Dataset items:
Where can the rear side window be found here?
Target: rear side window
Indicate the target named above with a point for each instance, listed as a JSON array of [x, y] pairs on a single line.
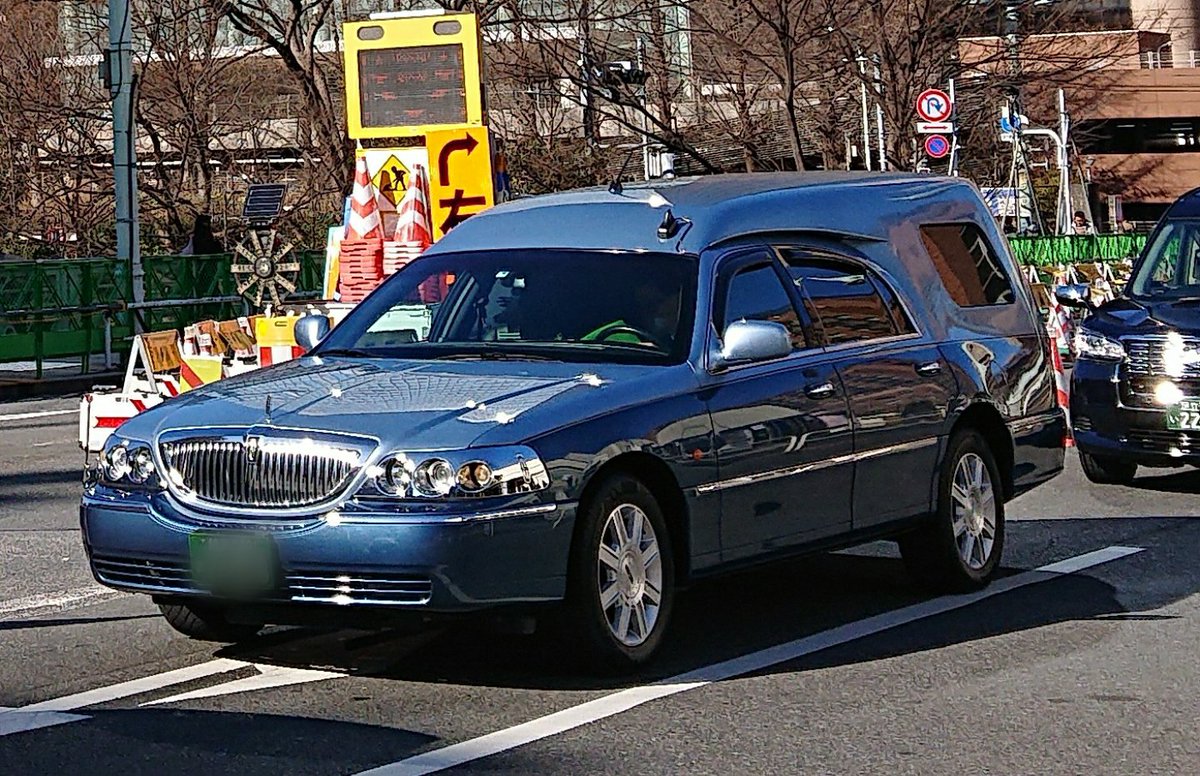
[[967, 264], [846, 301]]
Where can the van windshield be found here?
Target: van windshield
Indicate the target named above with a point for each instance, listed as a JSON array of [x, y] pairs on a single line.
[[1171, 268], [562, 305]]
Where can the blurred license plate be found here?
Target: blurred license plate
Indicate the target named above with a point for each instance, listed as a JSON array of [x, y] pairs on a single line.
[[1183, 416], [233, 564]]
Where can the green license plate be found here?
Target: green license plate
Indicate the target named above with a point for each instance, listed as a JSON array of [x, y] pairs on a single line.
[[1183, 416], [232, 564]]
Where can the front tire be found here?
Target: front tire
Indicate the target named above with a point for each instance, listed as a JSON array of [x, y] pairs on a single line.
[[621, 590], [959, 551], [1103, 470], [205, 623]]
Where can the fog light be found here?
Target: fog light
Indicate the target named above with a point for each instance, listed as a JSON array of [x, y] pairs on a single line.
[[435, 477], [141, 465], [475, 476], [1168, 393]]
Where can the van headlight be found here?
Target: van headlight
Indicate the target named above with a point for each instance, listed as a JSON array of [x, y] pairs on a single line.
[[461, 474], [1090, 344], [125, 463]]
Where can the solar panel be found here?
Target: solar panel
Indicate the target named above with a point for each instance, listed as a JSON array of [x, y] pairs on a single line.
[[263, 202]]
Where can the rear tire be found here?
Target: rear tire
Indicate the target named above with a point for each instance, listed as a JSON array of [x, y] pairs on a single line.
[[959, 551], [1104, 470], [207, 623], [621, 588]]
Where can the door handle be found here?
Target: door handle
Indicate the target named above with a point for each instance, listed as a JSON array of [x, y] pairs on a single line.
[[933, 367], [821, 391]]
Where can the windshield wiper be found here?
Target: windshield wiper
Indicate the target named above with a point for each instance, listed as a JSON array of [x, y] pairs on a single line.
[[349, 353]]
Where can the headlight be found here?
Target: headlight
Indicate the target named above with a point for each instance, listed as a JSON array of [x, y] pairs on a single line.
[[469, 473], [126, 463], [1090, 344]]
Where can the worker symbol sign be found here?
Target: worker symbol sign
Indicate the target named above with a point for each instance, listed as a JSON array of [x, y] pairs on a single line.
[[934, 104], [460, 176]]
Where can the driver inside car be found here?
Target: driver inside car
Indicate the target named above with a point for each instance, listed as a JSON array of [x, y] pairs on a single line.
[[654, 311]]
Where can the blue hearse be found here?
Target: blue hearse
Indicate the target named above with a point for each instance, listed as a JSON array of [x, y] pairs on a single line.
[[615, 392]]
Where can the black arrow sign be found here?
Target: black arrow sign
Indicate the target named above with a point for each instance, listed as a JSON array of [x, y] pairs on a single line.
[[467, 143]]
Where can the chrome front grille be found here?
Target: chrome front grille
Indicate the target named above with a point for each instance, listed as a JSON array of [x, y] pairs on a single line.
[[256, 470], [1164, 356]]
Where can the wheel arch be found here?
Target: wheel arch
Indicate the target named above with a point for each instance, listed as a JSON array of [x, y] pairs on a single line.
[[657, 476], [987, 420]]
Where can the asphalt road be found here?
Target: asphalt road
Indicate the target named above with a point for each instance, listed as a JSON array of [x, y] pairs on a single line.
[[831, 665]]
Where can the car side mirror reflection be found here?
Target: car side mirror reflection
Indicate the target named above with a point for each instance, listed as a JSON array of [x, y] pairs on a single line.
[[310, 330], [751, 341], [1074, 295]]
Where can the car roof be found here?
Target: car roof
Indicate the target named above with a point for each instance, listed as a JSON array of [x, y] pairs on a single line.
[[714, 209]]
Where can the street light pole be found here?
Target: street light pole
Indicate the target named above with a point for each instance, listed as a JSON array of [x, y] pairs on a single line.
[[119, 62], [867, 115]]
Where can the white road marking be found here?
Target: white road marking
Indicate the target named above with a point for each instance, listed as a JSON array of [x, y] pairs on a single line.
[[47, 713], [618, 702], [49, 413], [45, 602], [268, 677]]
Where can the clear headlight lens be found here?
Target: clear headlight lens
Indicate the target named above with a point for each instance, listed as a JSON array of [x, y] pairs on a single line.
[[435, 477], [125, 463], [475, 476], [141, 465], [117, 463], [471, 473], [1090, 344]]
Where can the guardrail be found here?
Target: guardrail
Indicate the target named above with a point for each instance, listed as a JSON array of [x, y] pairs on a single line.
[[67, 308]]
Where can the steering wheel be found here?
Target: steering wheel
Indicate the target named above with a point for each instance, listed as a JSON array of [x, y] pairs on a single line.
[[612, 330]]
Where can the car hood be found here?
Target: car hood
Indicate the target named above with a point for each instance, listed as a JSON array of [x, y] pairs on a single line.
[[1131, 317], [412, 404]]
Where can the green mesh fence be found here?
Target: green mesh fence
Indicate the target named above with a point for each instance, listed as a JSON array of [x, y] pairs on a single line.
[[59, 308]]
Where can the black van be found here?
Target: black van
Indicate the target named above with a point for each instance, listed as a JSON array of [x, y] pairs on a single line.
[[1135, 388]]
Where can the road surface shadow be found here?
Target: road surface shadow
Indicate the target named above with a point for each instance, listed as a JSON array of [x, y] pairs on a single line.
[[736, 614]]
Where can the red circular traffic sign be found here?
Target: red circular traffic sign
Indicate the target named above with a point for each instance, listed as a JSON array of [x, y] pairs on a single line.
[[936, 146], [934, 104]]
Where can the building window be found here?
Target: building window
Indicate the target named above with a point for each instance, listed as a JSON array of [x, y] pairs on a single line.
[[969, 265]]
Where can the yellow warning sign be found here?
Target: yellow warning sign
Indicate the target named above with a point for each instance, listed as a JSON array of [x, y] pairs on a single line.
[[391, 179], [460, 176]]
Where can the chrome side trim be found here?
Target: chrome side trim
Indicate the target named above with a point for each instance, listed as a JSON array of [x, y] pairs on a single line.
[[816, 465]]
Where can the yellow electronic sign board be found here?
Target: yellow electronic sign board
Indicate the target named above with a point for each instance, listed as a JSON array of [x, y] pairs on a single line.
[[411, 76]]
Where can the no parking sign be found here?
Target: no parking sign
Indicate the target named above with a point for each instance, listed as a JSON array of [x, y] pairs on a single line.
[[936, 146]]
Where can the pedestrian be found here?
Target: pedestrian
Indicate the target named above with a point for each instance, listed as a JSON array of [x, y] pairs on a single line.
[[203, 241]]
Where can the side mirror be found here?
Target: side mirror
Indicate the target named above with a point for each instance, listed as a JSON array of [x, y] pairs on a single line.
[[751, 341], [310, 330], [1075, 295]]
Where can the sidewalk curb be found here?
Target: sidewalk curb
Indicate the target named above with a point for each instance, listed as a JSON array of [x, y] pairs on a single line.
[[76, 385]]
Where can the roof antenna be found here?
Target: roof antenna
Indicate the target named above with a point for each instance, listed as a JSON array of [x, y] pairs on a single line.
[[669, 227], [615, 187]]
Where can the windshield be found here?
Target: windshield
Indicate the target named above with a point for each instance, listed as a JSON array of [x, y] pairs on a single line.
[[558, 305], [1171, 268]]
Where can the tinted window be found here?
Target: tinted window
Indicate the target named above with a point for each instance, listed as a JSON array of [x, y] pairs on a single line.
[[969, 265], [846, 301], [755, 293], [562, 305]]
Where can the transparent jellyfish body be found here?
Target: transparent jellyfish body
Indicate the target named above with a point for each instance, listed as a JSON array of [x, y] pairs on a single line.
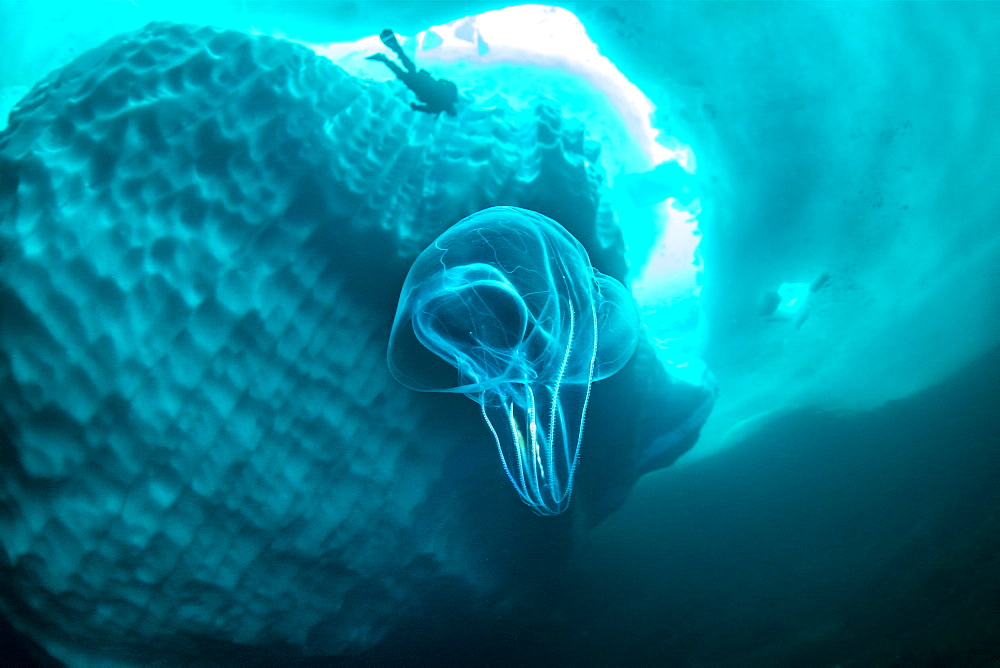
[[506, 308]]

■ **WHAT YOU HAVE TO DO**
Count every line in the data that contains the word "hood", then give that count and nothing else.

■ **RESULT OF THIS EXERCISE**
2